SUPPLIED DATA:

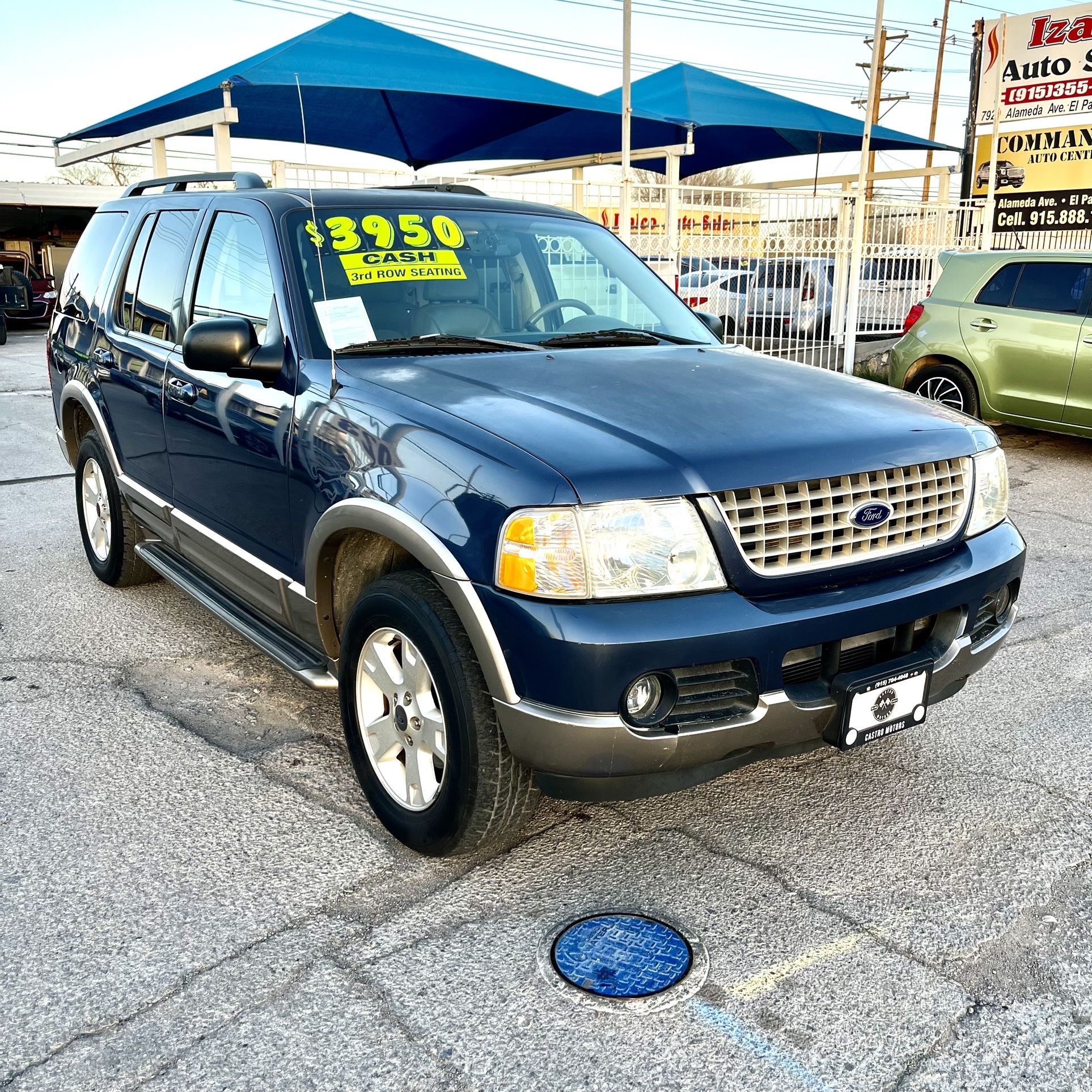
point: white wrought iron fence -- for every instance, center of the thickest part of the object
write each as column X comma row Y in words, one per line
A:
column 777, row 266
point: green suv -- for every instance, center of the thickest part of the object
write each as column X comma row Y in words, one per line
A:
column 1005, row 336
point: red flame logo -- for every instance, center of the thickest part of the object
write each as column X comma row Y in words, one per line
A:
column 994, row 47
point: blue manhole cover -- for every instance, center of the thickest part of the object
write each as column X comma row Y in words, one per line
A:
column 621, row 956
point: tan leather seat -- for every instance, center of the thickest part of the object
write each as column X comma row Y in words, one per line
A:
column 452, row 307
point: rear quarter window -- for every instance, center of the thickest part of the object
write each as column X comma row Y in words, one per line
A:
column 997, row 291
column 1052, row 286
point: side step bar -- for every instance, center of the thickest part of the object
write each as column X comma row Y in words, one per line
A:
column 304, row 662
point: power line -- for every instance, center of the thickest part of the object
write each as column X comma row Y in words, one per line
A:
column 769, row 16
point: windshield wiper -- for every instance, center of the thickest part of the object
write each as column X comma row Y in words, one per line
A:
column 620, row 337
column 422, row 344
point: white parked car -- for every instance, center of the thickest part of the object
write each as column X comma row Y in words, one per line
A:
column 791, row 297
column 722, row 293
column 890, row 286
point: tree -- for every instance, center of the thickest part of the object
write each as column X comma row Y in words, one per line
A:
column 739, row 177
column 106, row 171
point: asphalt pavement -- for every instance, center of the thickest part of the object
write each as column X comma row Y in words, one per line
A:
column 194, row 895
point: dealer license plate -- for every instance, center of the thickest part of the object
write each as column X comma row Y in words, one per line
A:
column 882, row 706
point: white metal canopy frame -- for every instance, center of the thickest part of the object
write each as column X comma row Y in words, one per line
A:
column 220, row 121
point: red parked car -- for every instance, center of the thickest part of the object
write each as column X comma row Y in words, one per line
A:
column 43, row 291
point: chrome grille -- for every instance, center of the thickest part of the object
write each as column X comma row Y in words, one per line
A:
column 802, row 526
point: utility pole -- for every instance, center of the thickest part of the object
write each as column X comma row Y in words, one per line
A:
column 988, row 212
column 874, row 103
column 857, row 244
column 627, row 112
column 936, row 99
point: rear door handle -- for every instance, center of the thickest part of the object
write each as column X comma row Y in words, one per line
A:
column 181, row 391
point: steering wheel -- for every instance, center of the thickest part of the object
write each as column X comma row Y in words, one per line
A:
column 555, row 305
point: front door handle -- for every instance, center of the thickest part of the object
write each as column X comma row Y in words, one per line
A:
column 181, row 391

PROMPT:
Examine each line of the records above and tally those with the string "rear". State the total alone.

RESULT BELOW:
2